- [YOUR TASK]: From the entries that follow, list every line in which the string "approximate" appears.

- [Stored records]:
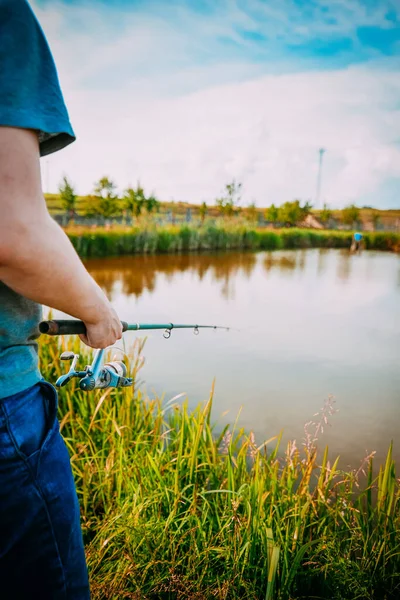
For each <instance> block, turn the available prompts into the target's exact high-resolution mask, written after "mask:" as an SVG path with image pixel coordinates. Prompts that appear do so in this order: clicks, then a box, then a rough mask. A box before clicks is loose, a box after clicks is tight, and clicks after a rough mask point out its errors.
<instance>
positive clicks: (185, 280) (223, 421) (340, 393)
mask: <svg viewBox="0 0 400 600" xmlns="http://www.w3.org/2000/svg"><path fill="white" fill-rule="evenodd" d="M85 264H86V266H87V268H88V270H89V271H90V273H91V274H92V275H93V277H94V278H95V279H96V281H97V282H98V283H99V284H100V285H101V286H102V287H103V289H104V290H105V291H106V292H107V294H108V295H109V297H110V299H111V300H112V302H113V305H114V306H115V308H116V310H117V312H118V314H119V315H120V317H121V319H122V320H126V321H130V322H137V321H142V322H157V321H158V322H175V323H179V322H180V323H185V322H187V323H206V324H207V323H210V324H213V325H214V324H218V325H229V326H231V327H232V328H233V329H232V330H231V331H229V332H226V331H222V330H219V331H213V330H203V331H202V330H200V335H198V336H195V335H193V332H192V331H178V330H176V331H173V332H172V335H171V338H170V339H168V340H166V339H164V338H163V336H162V332H161V331H157V332H149V334H148V339H147V342H146V345H145V350H144V355H145V359H146V362H145V366H144V368H143V369H142V371H141V379H142V380H143V384H142V387H143V389H145V391H146V392H147V393H148V394H149V395H150V396H153V395H162V394H164V397H165V400H169V399H171V398H172V397H174V396H176V395H177V394H180V393H185V394H187V395H188V398H189V404H190V406H195V405H196V404H197V403H198V402H200V401H204V400H206V399H207V398H208V396H209V392H210V388H211V385H212V382H213V380H214V379H215V396H214V407H213V414H214V420H216V421H217V422H218V424H219V426H220V427H221V428H222V426H223V425H224V424H225V423H226V422H232V423H233V422H234V421H235V420H236V418H237V416H238V415H239V413H240V416H239V419H238V426H241V427H244V428H245V429H246V430H248V431H250V430H253V431H254V433H255V436H256V441H257V442H259V443H261V442H262V441H264V440H265V439H267V438H270V437H271V436H273V435H276V434H277V433H279V431H280V430H281V429H283V430H284V435H283V440H284V442H286V441H287V440H288V439H296V440H297V445H301V443H302V440H303V438H304V423H305V422H307V421H310V420H312V419H314V420H316V417H313V415H314V414H315V413H317V412H318V410H319V408H320V407H321V406H322V405H323V403H324V400H325V399H326V398H327V397H328V396H329V395H333V396H334V400H335V407H336V408H337V409H338V412H337V413H336V414H334V415H333V416H332V417H331V419H330V422H331V426H328V427H325V430H324V433H323V435H322V436H321V438H320V442H319V444H320V445H325V444H328V445H329V448H330V453H331V456H333V455H337V454H340V455H341V457H342V459H341V463H340V464H341V466H342V468H345V467H346V466H347V465H350V466H351V467H357V466H358V465H359V463H360V460H361V459H362V458H363V456H365V455H366V453H367V452H368V453H369V452H371V451H373V450H376V458H377V461H379V462H381V461H382V460H383V458H384V456H385V453H386V451H387V448H388V445H389V442H390V440H391V439H393V440H394V441H395V449H394V450H395V452H394V453H395V456H396V458H397V459H399V458H400V439H399V438H400V436H399V428H400V369H399V360H400V318H399V317H400V257H399V256H398V255H395V254H389V253H376V252H363V253H362V254H360V255H350V254H349V252H348V251H339V250H304V251H302V250H299V251H279V252H268V253H267V252H265V253H264V252H262V253H236V252H231V253H221V254H201V255H182V256H137V257H132V258H126V257H123V258H113V259H101V260H90V261H86V262H85ZM137 335H139V334H136V333H133V332H128V333H127V334H125V335H124V337H125V338H126V341H127V342H128V343H129V340H131V339H133V338H134V336H137ZM140 335H143V334H140ZM182 400H183V398H180V399H179V400H178V402H181V401H182ZM396 438H397V444H396Z"/></svg>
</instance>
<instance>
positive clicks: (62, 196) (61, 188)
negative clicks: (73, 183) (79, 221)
mask: <svg viewBox="0 0 400 600" xmlns="http://www.w3.org/2000/svg"><path fill="white" fill-rule="evenodd" d="M58 191H59V192H60V199H61V204H62V207H63V209H64V210H65V211H66V212H68V214H69V215H73V213H74V212H75V206H76V198H77V196H76V194H75V190H74V188H73V186H72V184H71V183H70V182H69V181H68V178H67V177H66V176H64V177H63V180H62V183H60V185H59V187H58Z"/></svg>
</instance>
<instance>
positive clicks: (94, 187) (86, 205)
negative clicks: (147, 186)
mask: <svg viewBox="0 0 400 600" xmlns="http://www.w3.org/2000/svg"><path fill="white" fill-rule="evenodd" d="M116 189H117V187H116V185H115V183H114V182H113V181H112V180H111V179H109V177H102V178H101V179H99V181H97V182H96V183H95V185H94V189H93V194H91V195H89V196H88V197H87V200H86V203H85V206H84V214H85V216H86V217H103V218H105V219H110V218H115V217H120V216H122V215H123V214H125V215H127V216H131V217H132V218H136V219H139V217H140V216H141V215H142V214H143V213H145V212H147V213H148V214H151V213H154V212H157V210H158V209H159V206H160V202H159V201H158V200H157V198H156V197H155V196H154V194H150V195H149V196H147V195H146V194H145V191H144V189H143V187H142V186H141V185H140V183H138V184H137V185H136V187H135V188H132V187H129V188H127V189H126V190H124V193H123V195H122V197H119V196H118V194H117V193H116ZM58 191H59V193H60V199H61V204H62V207H63V208H64V210H65V211H66V212H67V213H68V214H69V215H70V216H73V215H74V214H75V212H76V201H77V195H76V194H75V190H74V188H73V186H72V184H71V182H70V181H69V180H68V178H67V177H63V180H62V183H61V184H60V186H59V188H58Z"/></svg>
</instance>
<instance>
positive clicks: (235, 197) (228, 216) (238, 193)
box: [216, 180, 242, 217]
mask: <svg viewBox="0 0 400 600" xmlns="http://www.w3.org/2000/svg"><path fill="white" fill-rule="evenodd" d="M241 189H242V184H241V183H236V181H235V180H233V181H232V182H231V183H227V184H226V185H225V195H224V196H222V197H221V198H217V199H216V204H217V206H218V208H219V211H220V213H221V214H222V215H225V216H227V217H231V216H232V215H234V214H235V212H237V211H238V206H239V203H240V200H241V195H240V192H241Z"/></svg>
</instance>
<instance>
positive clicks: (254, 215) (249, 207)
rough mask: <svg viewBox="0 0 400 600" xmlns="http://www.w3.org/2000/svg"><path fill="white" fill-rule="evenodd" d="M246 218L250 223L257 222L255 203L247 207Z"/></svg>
mask: <svg viewBox="0 0 400 600" xmlns="http://www.w3.org/2000/svg"><path fill="white" fill-rule="evenodd" d="M246 218H247V219H248V220H249V221H250V222H251V223H256V222H257V221H258V211H257V207H256V203H255V202H251V203H250V204H249V206H248V207H247V211H246Z"/></svg>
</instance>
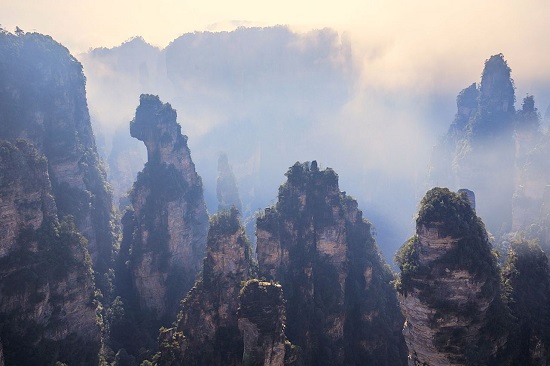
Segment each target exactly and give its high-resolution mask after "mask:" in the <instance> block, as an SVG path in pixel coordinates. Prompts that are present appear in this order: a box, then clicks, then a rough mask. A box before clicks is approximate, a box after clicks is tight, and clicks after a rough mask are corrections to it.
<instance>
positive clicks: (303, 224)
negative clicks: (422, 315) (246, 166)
mask: <svg viewBox="0 0 550 366" xmlns="http://www.w3.org/2000/svg"><path fill="white" fill-rule="evenodd" d="M286 175H287V177H288V181H287V182H286V183H285V184H283V185H282V186H281V188H280V189H279V201H278V203H277V205H276V206H275V207H272V208H269V209H266V211H265V214H264V215H263V216H261V217H259V218H258V220H257V255H258V265H259V271H260V275H264V276H266V278H268V279H274V280H276V281H278V282H280V283H281V285H282V287H283V290H284V291H285V298H286V300H287V305H286V314H287V328H286V334H287V336H288V338H289V340H290V341H291V342H292V343H293V344H295V345H297V346H299V347H301V349H302V350H303V355H304V361H305V363H306V364H315V365H323V364H327V365H328V364H350V365H360V364H377V365H398V364H404V363H405V359H406V357H405V355H406V351H405V345H404V342H403V338H402V336H401V334H400V332H401V326H402V323H400V321H402V317H401V314H400V311H399V308H398V305H397V300H396V297H395V293H394V292H393V289H392V287H391V285H390V284H389V282H390V281H391V280H392V276H391V273H390V271H389V270H388V269H387V268H386V267H385V266H384V264H383V262H382V260H381V258H380V256H379V253H378V248H377V247H376V244H375V242H374V239H373V238H372V236H371V233H370V229H371V225H370V224H369V223H368V222H367V221H366V220H364V219H363V217H362V213H361V211H359V210H358V209H357V202H356V201H354V200H353V199H351V198H350V197H347V196H345V194H344V193H341V192H340V190H339V189H338V176H337V175H336V173H334V171H332V170H330V169H327V170H325V171H320V170H319V169H318V167H317V163H316V162H312V163H311V165H310V164H308V163H305V164H299V163H296V164H295V165H294V166H293V167H291V168H290V170H289V171H288V172H287V174H286Z"/></svg>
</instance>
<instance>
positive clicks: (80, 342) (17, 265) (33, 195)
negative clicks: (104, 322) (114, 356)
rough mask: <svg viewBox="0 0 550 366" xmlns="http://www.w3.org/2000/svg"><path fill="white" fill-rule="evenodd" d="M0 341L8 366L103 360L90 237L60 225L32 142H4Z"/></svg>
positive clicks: (37, 154) (2, 189)
mask: <svg viewBox="0 0 550 366" xmlns="http://www.w3.org/2000/svg"><path fill="white" fill-rule="evenodd" d="M0 232H1V235H0V324H2V327H0V339H1V340H2V344H3V346H4V347H3V353H4V357H5V360H6V363H7V364H17V365H46V364H53V363H55V362H56V361H62V362H66V363H68V364H75V365H77V364H93V363H97V362H98V352H99V345H100V337H99V327H98V324H96V312H95V311H96V309H95V308H96V306H95V305H94V303H93V298H94V284H93V278H92V269H91V261H90V257H89V255H88V252H87V247H86V240H85V239H84V238H83V237H82V236H81V235H80V234H79V233H78V231H77V229H76V227H75V226H74V223H72V221H70V220H65V221H62V222H59V221H58V218H57V209H56V205H55V201H54V198H53V195H52V188H51V184H50V179H49V175H48V162H47V160H46V158H45V157H44V156H43V155H41V154H40V153H39V152H38V151H37V150H36V149H35V148H34V147H33V146H32V145H30V144H29V143H28V142H26V141H23V140H19V141H17V142H16V143H15V144H11V143H9V142H5V141H3V142H0Z"/></svg>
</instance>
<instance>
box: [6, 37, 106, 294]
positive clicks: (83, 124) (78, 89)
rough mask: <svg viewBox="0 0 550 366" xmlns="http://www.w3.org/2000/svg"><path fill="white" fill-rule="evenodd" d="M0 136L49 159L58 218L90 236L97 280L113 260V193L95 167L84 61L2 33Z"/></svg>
mask: <svg viewBox="0 0 550 366" xmlns="http://www.w3.org/2000/svg"><path fill="white" fill-rule="evenodd" d="M0 80H2V83H1V84H0V126H1V128H0V138H2V139H8V140H12V141H13V140H15V139H26V140H28V141H30V142H32V143H33V144H34V146H35V147H36V148H37V150H38V151H39V152H40V153H41V154H43V155H45V156H46V157H47V159H48V173H49V177H50V179H51V184H52V188H53V197H54V200H55V202H56V204H57V209H58V213H59V216H60V217H63V216H65V215H72V216H73V217H74V220H75V223H76V225H77V227H78V229H79V230H80V232H81V233H82V234H83V235H84V236H85V237H86V239H88V249H89V252H90V255H91V257H92V260H93V263H94V269H95V270H96V271H98V272H99V273H100V274H101V275H100V276H98V277H97V281H98V284H99V285H101V287H102V288H104V289H105V288H107V284H106V283H105V281H104V276H103V275H104V274H105V273H106V272H107V270H108V268H109V267H110V266H111V261H112V251H113V236H112V234H111V233H112V222H111V210H112V207H111V196H110V193H109V190H108V188H107V184H106V180H105V173H104V171H103V169H102V167H101V166H100V163H99V159H98V155H97V151H96V145H95V140H94V135H93V132H92V127H91V124H90V115H89V112H88V105H87V102H86V90H85V83H86V82H85V77H84V74H83V72H82V65H81V64H80V63H79V62H78V61H77V60H76V59H75V58H74V57H73V56H71V54H70V53H69V51H68V50H67V49H66V48H65V47H63V46H62V45H60V44H59V43H57V42H55V41H54V40H53V39H52V38H51V37H48V36H44V35H41V34H38V33H24V32H19V33H18V34H17V35H14V34H10V33H7V32H0Z"/></svg>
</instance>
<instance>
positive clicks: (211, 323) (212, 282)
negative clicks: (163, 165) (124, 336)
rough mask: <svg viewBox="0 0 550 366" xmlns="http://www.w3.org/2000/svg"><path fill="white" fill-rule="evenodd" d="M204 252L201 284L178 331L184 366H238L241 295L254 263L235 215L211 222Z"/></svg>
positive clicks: (200, 283)
mask: <svg viewBox="0 0 550 366" xmlns="http://www.w3.org/2000/svg"><path fill="white" fill-rule="evenodd" d="M206 248H207V250H206V258H205V260H204V269H203V272H202V278H201V279H200V280H199V281H198V282H197V284H196V285H195V286H194V287H193V289H191V291H190V292H189V294H188V295H187V296H186V298H185V300H184V301H183V303H182V310H181V312H180V314H179V316H178V318H179V319H178V325H177V330H178V331H179V332H181V333H182V334H183V335H184V340H183V342H182V346H183V345H184V348H185V349H186V350H185V352H184V354H182V360H183V362H184V363H185V364H190V365H200V364H204V365H240V364H241V362H242V358H243V356H242V355H243V341H242V337H241V334H240V332H239V327H238V318H237V310H238V308H239V292H240V290H241V287H242V281H246V280H248V279H249V278H250V277H251V275H252V273H253V271H254V263H253V261H252V250H251V249H252V247H251V244H250V241H249V240H248V238H247V237H246V234H245V232H244V229H243V227H242V225H241V224H240V222H239V217H238V211H237V210H236V209H232V210H231V211H221V212H220V213H218V214H217V215H214V216H213V217H212V218H211V223H210V230H209V231H208V242H207V247H206Z"/></svg>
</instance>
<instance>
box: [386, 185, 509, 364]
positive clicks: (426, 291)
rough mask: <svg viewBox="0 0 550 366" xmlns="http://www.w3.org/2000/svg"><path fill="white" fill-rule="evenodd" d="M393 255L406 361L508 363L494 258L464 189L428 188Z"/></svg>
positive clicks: (433, 363) (484, 234) (464, 362)
mask: <svg viewBox="0 0 550 366" xmlns="http://www.w3.org/2000/svg"><path fill="white" fill-rule="evenodd" d="M396 261H397V262H398V264H399V267H400V269H401V274H400V278H399V281H398V291H399V294H400V295H399V301H400V305H401V309H402V310H403V313H404V315H405V318H406V321H405V326H404V329H403V334H404V336H405V340H406V342H407V347H408V351H409V365H411V366H413V365H415V366H416V365H428V366H435V365H502V364H510V363H509V360H508V359H506V358H505V357H506V356H505V352H504V351H503V350H504V348H505V345H506V342H507V340H508V335H509V332H510V331H511V327H510V322H509V318H508V313H507V310H506V307H505V306H504V304H503V303H502V302H501V299H500V293H501V290H500V278H499V272H498V269H497V263H496V259H495V257H494V256H493V254H492V253H491V245H490V244H489V242H488V238H487V233H486V232H485V227H484V225H483V223H482V222H481V220H480V219H479V218H478V217H477V216H476V214H475V211H474V210H473V208H472V206H471V203H470V200H469V199H468V197H467V194H466V193H462V194H457V193H454V192H451V191H449V190H448V189H446V188H434V189H432V190H430V191H428V193H427V194H426V196H425V197H424V198H423V200H422V202H421V207H420V211H419V214H418V218H417V220H416V235H415V236H413V237H412V238H411V239H410V240H409V241H408V242H407V243H406V244H405V245H404V246H403V247H402V248H401V249H400V251H399V252H398V254H397V256H396Z"/></svg>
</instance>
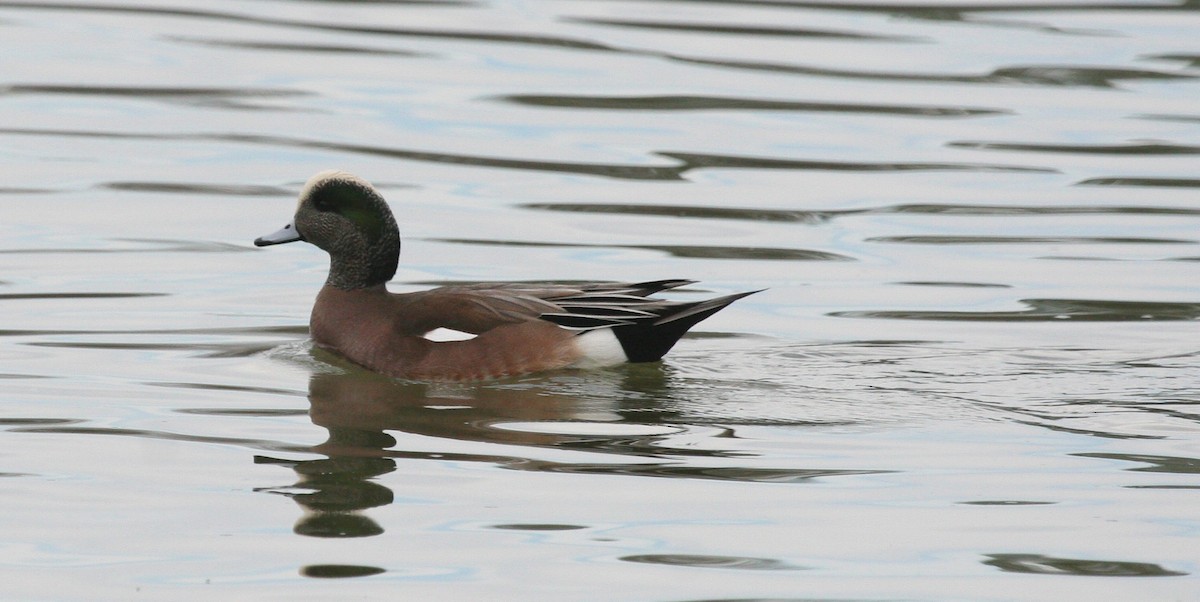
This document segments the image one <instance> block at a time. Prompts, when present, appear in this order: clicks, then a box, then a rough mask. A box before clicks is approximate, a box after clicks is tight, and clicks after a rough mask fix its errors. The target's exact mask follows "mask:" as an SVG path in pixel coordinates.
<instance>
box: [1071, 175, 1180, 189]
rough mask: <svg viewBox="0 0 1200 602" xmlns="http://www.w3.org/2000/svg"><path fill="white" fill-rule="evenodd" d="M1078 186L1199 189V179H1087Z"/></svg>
mask: <svg viewBox="0 0 1200 602" xmlns="http://www.w3.org/2000/svg"><path fill="white" fill-rule="evenodd" d="M1075 183H1076V185H1078V186H1145V187H1152V188H1200V177H1088V179H1087V180H1080V181H1078V182H1075Z"/></svg>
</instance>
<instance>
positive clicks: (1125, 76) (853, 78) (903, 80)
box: [664, 54, 1198, 89]
mask: <svg viewBox="0 0 1200 602" xmlns="http://www.w3.org/2000/svg"><path fill="white" fill-rule="evenodd" d="M664 56H665V58H668V59H671V60H676V61H679V62H686V64H694V65H706V66H712V67H722V68H734V70H748V71H767V72H773V73H787V74H796V76H814V77H832V78H841V79H869V80H876V82H919V83H941V84H988V85H995V84H1008V85H1010V84H1020V85H1037V86H1080V88H1111V89H1116V88H1118V85H1117V84H1118V83H1121V82H1170V80H1190V79H1195V78H1196V77H1198V76H1194V74H1190V73H1182V72H1169V71H1157V70H1144V68H1133V67H1117V66H1111V67H1092V66H1075V65H1016V66H1009V67H1000V68H996V70H992V71H991V72H988V73H982V74H944V73H920V72H898V71H866V70H839V68H830V67H816V66H811V65H798V64H787V62H768V61H748V60H730V59H713V58H701V56H684V55H679V54H671V55H664Z"/></svg>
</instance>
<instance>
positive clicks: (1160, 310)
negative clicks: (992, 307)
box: [828, 299, 1200, 323]
mask: <svg viewBox="0 0 1200 602" xmlns="http://www.w3.org/2000/svg"><path fill="white" fill-rule="evenodd" d="M1020 303H1021V305H1024V306H1026V308H1025V309H1016V311H994V312H965V311H925V309H882V311H875V309H868V311H858V309H854V311H840V312H830V313H829V314H828V315H833V317H839V318H882V319H889V320H942V321H955V320H967V321H1078V323H1091V321H1193V320H1200V302H1194V303H1188V302H1168V301H1104V300H1091V299H1022V300H1020Z"/></svg>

- [ANSWER TO THE EXERCISE]:
Segment each target exactly and give its high-resolution mask after "mask:" in the <instance> block, as an SVG path in pixel coordinates. Prompts that are present appear in this order: a box, then clicks, then a rough mask. A box before clicks is approximate, a box after clicks is tight, and clicks after a rough mask are corrections to it.
This document segments the image one <instance> block at a time. Prompts, when present, appear in this order: clicks, then a box, then a rough mask. A box before clicks is approximate, a box after clicks is tight, and clicks after a rough mask fix its errors. The target's exact mask follows "mask:" as an SVG path in pixel coordinates.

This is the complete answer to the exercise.